-- START OF Excerpt --
Results of chemical analyses are provided in Table IV. Note in Table IV that data from sources other than the wells drilled for this study are also included. MO-171, MO-173, MO-175 and MO-176 are the Department of Environmental Protections (DEP) onshore monitoring wells adjacent to the RV camp on Saddlebunch Keys. 2307-SW and 2315-SW are surface-water samples from a canal adjacent to the RV camp, and 2315-EFF is a sample of the effluent collected from the sewage treatment plant at the RV camp. This is the effluent that enters the ground via the two 90-ft-deep (27.4 m) disposal wells. The disposal wells are cased to 60 ft (18.3 m). SCF is a sample from a privately owned 160-ft-deep (49 m) well on Key Largo north of Garden Cove. SCF was collected during sampling round 4 in November 1993, whereas the DEP wells were sampled during the first sampling round on February 22, 1993. Data from these samples may serve as useful background data for any future studies.

Wells were sampled four times during the one-year study period except for wells KL-5 and OR-3, which were sampled only three times. During the first sampling run, well KL-5 was not located due to weather and OR-3 could not be located during the last sampling run due to murky water. KLI-1A&B, the wells on high ground at Key Largo, were located on private property and after the first sampling round, the owner (on advice from his attorney) sealed the wells with cement.

Salinity

This study was initiated on the hypothesis that nutrients entrained in the fresh water that enters Class V disposal wells would be trapped beneath the Q3 unconformity, would form a freshwater "bubble" and would migrate laterally. None of the monitoring wells, however, contained water fresher than sea water except in the shallow onshore wells and MO-173, one of the DEP monitoring wells at the Saddlebunch Keys location. At ORO-1B, salinities ranged from 5 to 8 ppt, undoubtedly in response to rainfall, and during the initial sampling of KLI-1B (the well destroyed by the owner), the salinity was 22.4 ppt. Water from the deep well (KLI-1A) at the same time had a salinity of 38.9 ppt. Water from MO-173, screened from 26 to 36 ft (8-11 m) depth, had a salinity of 33.9 ppt. The salinity of typical reef tract water-column water ranges from 35 to 36 ppt. The shallow well at the NOAA facility (KLI-2B) is greatly influenced by the nearby canal. Salinity in this well ranged between 36 and 41.5 ppt.
-- END OF Excerpt --
-- START OF Data rows --
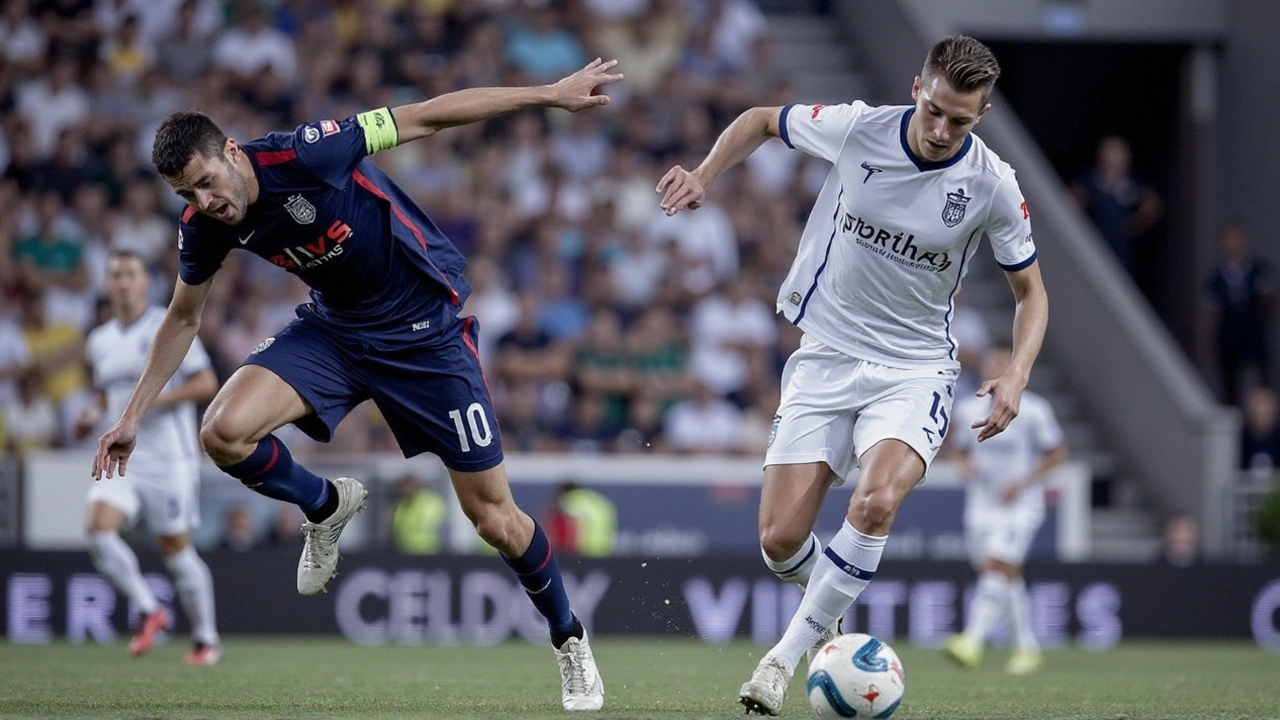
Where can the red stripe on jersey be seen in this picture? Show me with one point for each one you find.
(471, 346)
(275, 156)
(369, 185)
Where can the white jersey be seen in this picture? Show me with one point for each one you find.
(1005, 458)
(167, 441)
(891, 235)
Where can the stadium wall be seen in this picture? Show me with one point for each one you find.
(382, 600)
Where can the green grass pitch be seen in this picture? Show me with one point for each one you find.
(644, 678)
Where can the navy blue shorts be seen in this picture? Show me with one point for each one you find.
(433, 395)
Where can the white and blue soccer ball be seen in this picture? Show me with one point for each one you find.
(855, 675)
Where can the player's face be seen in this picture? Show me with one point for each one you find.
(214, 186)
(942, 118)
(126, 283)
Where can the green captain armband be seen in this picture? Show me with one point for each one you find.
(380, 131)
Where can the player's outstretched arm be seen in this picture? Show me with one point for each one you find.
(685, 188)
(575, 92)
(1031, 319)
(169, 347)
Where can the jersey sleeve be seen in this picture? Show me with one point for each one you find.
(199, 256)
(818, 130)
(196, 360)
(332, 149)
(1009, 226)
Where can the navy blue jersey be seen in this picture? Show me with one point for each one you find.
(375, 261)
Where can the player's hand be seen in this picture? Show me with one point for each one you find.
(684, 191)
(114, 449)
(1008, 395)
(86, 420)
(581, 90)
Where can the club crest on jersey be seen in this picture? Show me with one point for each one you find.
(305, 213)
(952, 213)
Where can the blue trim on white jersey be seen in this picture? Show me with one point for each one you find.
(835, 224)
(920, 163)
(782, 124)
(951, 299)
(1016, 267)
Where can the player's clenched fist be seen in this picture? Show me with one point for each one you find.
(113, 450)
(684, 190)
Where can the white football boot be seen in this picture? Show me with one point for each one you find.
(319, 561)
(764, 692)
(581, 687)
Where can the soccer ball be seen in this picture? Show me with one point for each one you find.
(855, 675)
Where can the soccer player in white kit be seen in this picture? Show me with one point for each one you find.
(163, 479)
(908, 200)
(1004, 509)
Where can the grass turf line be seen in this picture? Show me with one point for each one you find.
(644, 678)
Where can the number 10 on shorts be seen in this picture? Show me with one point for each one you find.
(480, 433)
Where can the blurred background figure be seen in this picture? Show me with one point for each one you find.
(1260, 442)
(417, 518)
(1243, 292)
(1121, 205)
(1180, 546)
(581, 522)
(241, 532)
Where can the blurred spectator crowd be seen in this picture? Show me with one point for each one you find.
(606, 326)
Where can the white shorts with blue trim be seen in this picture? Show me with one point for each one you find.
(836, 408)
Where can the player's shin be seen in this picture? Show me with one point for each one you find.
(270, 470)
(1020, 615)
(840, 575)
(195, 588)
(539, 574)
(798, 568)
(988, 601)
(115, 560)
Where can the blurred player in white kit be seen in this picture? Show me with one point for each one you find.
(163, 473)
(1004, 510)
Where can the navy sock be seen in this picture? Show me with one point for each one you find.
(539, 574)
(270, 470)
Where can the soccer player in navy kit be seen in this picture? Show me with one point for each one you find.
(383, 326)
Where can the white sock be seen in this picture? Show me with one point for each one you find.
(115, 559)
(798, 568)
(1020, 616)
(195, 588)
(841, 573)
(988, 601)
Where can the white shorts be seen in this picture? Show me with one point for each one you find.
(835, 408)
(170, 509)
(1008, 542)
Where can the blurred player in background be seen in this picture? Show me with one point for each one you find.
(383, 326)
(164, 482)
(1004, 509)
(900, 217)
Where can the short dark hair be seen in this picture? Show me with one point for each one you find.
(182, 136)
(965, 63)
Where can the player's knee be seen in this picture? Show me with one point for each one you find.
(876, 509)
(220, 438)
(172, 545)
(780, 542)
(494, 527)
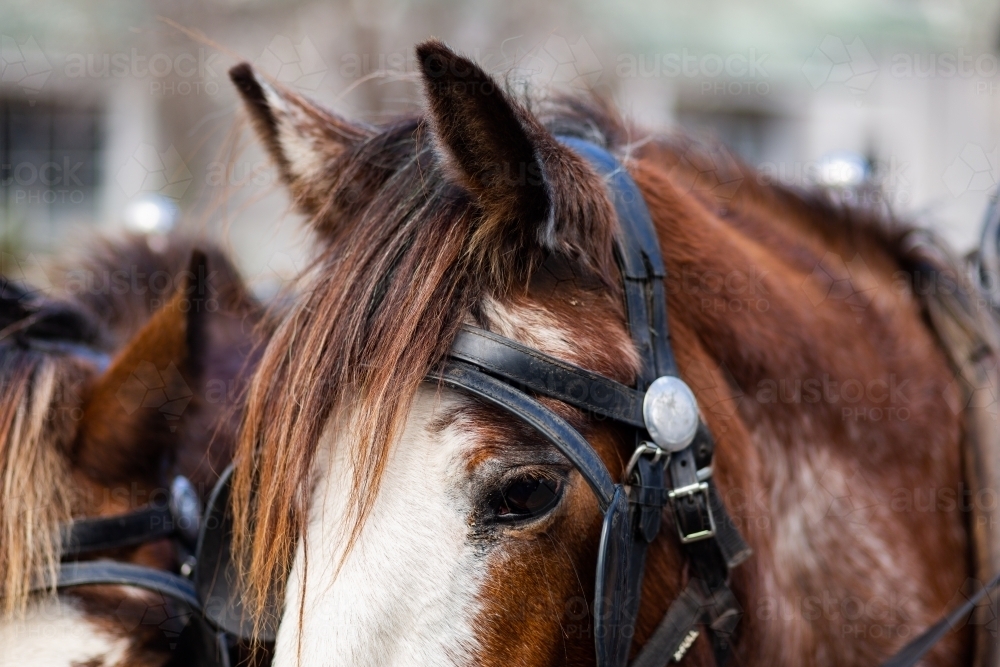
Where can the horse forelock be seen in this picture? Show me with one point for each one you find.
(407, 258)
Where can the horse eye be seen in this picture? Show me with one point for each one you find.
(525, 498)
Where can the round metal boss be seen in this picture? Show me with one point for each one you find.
-- END OF Data rows --
-- Exercise objective --
Please proceed with the well-sampling report, picking up right after its final sentence.

-- Output --
Waters from all the onshore deep wells, except MO-173, and offshore wells were either the same salinity as sea water or higher. For the most part, water from wells near shore had higher salinities than those farther from shore. Salinities in OR-5 and KL-5 water, for example, were similar to that of the overlying sea water, whereas the deeper nearshore well SB-1A had salinities higher than shallow well SB-1B. Similar observations were made at OR-1A and OR-1B. Except for MO-173, all of the onshore MO wells installed by DEP at Saddlebunch Keys adjacent to two disposal wells contained hypersaline water. These salinity analyses suggest that onshore disposal wells have not significantly reduced ground water salinity.

A plot of dissolved solids (ROE in Table IV) against chloride concentration for all groundwater points is shown in Figure 8. Average sea water contains 36,000 mg/L dissolved solids and 19,800 mg/L chloride concentration. This point of intersection is plotted in Figure 8. Note that the data for most wells fall below the average seawater line. Plots of dissolved solids concentration and chloride concentration against depth demonstrate the tendency for salinity to increase with depth (Figs. 9 and 10).

graph of dissolved solids against dissolved chloride
Figure 8. A plot of dissolved chloride versus dissolved solids (salinity) for all ground-water samples. Symbols depicting sampling round numbers are shown in small box. Remainder of figures will use the same code. Dotted line shows the intercept of average sea water. Most well waters in this study fall below the slope, indicating enrichment of dissolved solids over that obtained from simple evaporation of sea water. Cluster of data below 10,000 TDS is from near-surface ground water from shallow wells. [larger image]

graph of dissolved solids against depth
Figure 9. Plot of dissolved solids against depth for ground-water indicates tendency toward hypersalinity with depth. The point at 100 ft (30 m) is well SCF and is actually from a depth of 160 ft (48.8 m). [larger image]

plot of dissolved chloride concentrations against depth
Figure 10. Plot of dissolved chloride concentration for ground-water indicates increasing concentration with depth. [larger image]

The ratio of dissolved solids to chloride concentrations for the average seawater analysis was used to calculate the change of dissolved solids of a sample above or below that expected from the concentration or dilution of sea water, assuming that chloride is a conservative solute. The equation used is as follows:

DELTADS=DS - (1.818CL) (1)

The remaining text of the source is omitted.